* What this task involves: Reproduce word for word the part of the easy-scrape documentation starting at "Default value when" and ending at "null. Default: false.".

* Quoted passage:
╭──

Field is required - throws error if missing or empty.

try {
  const result = easyScrape(html, {
    title: {
      selector: '.missing-title',
      required: true  // Will throw error
    }
  });
} catch (error) {
  console.error('Required field missing:', error.message);
}

Table Parsing

Extract data from HTML tables.

const html = `
  <table class="data-table">
    <tr>
      <th>Name</th>
      <th>Age</th>
      <th>City</th>
    </tr>
    <tr>
      <td>John</td>
      <td>30</td>
      <td>NYC</td>
    </tr>
    <tr>
      <td>Jane</td>
      <td>25</td>
      <td>LA</td>
    </tr>
  </table>
`;

const result = easyScrape(html, {
  users: {
    selector: '.data-table',
    table: {
      headers: true,
      selector: 'tr'
    }
  }
});
/*
{
  users: [
    { "Name": "John", "Age": "30", "City": "NYC" },
    { "Name": "Jane", "Age": "25", "City": "LA" }
  ]
}
*/

Without headers:

const result = easyScrape(html, {
  data: {
    selector: 'table',
    table: {
      headers: false
    }
  }
});
// { data: [['Item 1', 'Value 1'], ['Item 2', 'Value 2']] }

Custom table conversion:

const result = easyScrape(html, {
  specs: {
    selector: '.spec-table',
    table: {
      headers: false
    },
    convert: (rows) => {
      const specs = {};
      rows.forEach(row => {
        if (row.length >= 2) {
          specs[row[0]] = row[1];
        }
      });
      return specs;
    }
  }
});
// { specs: { "CPU": "Intel i7", "RAM": "16GB" } }

Error Handling

`default` (any)

Default value when element is not found.

const result = easyScrape(html, {
  missing: {
    selector: '.not-exist',
    default: 'Not Found'
  }
});

`strict` (boolean)

Throw errors instead of returning null. Default: false.

try {
  const result = easyScrape(html, {
    required: {
      selector: '.not-exist',
      strict: true  // Will throw error
    }
  });
} catch (error) {
  console.error('Missing required field:', error.message);
}

Nested Data

Extract nested objects using the data property.

const html = `
  <div class="card">
    <h2 class="title">Product</h2>
    <div class="meta">
      <span class="price">$50</span>
      <span class="stock">In Stock</span>
    </div>
  </div>
`;

const result = easyScrape(html, {
  product: {
    selector: '.card',
    data: {
      title: '.title',
      price: '.price',
      stock: '.stock'
    }
  }
});
// { product: { title: 'Product', price: '$50', stock: 'In Stock' } }

Helper Functions

Easy Scrape includes common transformation helpers:

import { easyScrape, helpers } from 'easy-scrape';

const result = easyScrape(html, {
  price: {
    selector: '.price',
    convert: helpers.toNumber  // Parse number from "$1,234.56"
  },
  isAvailable: {
    selector: '.status',
    convert: helpers.toBoolean  // Convert "yes" to true
  },
  publishDate: {
    selector: 'time',
    attr: 'datetime',
    convert: helpers.toDate  // Convert to Date object
  }
});

Available Helpers

helpers.toNumber(val) - Parse number from string (removes non-numeric chars)

╰──

* Record set:
╭──

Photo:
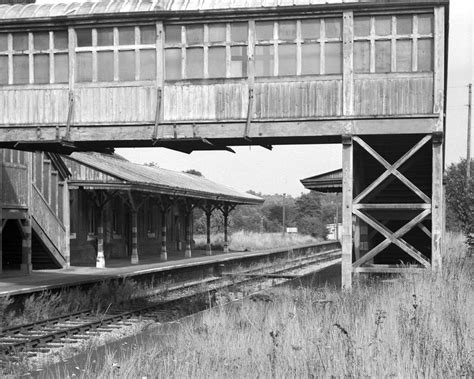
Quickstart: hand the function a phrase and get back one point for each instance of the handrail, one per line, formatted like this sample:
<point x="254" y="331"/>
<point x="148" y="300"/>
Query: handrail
<point x="56" y="248"/>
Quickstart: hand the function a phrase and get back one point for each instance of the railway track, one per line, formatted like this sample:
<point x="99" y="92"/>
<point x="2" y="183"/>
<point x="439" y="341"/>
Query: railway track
<point x="29" y="340"/>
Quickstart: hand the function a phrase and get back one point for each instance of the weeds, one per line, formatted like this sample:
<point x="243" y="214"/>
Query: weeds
<point x="242" y="241"/>
<point x="45" y="305"/>
<point x="417" y="326"/>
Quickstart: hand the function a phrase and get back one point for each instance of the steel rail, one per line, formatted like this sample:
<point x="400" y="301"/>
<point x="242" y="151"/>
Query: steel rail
<point x="11" y="342"/>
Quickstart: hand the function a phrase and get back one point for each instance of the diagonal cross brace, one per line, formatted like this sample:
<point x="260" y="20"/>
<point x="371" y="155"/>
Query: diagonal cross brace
<point x="394" y="238"/>
<point x="392" y="169"/>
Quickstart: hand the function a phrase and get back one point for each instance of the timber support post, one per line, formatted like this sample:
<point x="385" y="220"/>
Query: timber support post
<point x="100" y="199"/>
<point x="187" y="232"/>
<point x="26" y="265"/>
<point x="347" y="181"/>
<point x="134" y="207"/>
<point x="208" y="208"/>
<point x="2" y="225"/>
<point x="226" y="209"/>
<point x="208" y="233"/>
<point x="437" y="202"/>
<point x="164" y="207"/>
<point x="188" y="212"/>
<point x="134" y="258"/>
<point x="100" y="259"/>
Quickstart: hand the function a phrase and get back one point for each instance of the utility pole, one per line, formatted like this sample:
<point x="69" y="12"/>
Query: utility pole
<point x="469" y="121"/>
<point x="284" y="214"/>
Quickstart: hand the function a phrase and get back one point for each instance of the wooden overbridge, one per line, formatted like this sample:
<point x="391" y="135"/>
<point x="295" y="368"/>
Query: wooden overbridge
<point x="207" y="75"/>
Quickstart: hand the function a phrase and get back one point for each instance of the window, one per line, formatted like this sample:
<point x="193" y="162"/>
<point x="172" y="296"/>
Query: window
<point x="206" y="51"/>
<point x="298" y="47"/>
<point x="150" y="221"/>
<point x="91" y="218"/>
<point x="393" y="44"/>
<point x="46" y="52"/>
<point x="116" y="54"/>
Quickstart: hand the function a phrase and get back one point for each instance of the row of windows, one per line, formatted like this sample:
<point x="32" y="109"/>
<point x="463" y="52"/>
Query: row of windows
<point x="220" y="50"/>
<point x="393" y="44"/>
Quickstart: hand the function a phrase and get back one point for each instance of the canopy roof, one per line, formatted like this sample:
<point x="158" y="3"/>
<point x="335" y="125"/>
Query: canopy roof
<point x="330" y="181"/>
<point x="118" y="173"/>
<point x="58" y="9"/>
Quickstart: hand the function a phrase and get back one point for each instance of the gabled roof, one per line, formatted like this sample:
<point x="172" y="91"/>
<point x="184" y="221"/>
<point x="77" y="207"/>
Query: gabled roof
<point x="330" y="181"/>
<point x="117" y="172"/>
<point x="90" y="8"/>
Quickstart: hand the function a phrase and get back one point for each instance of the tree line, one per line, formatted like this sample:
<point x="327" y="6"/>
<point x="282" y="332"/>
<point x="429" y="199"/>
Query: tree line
<point x="309" y="213"/>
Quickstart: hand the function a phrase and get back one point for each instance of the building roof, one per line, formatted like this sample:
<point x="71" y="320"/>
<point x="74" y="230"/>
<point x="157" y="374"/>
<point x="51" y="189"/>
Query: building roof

╰──

* Reply to the exercise:
Default value when element is not found.

const result = easyScrape(html, {
  missing: {
    selector: '.not-exist',
    default: 'Not Found'
  }
});

`strict` (boolean)

Throw errors instead of returning null. Default: false.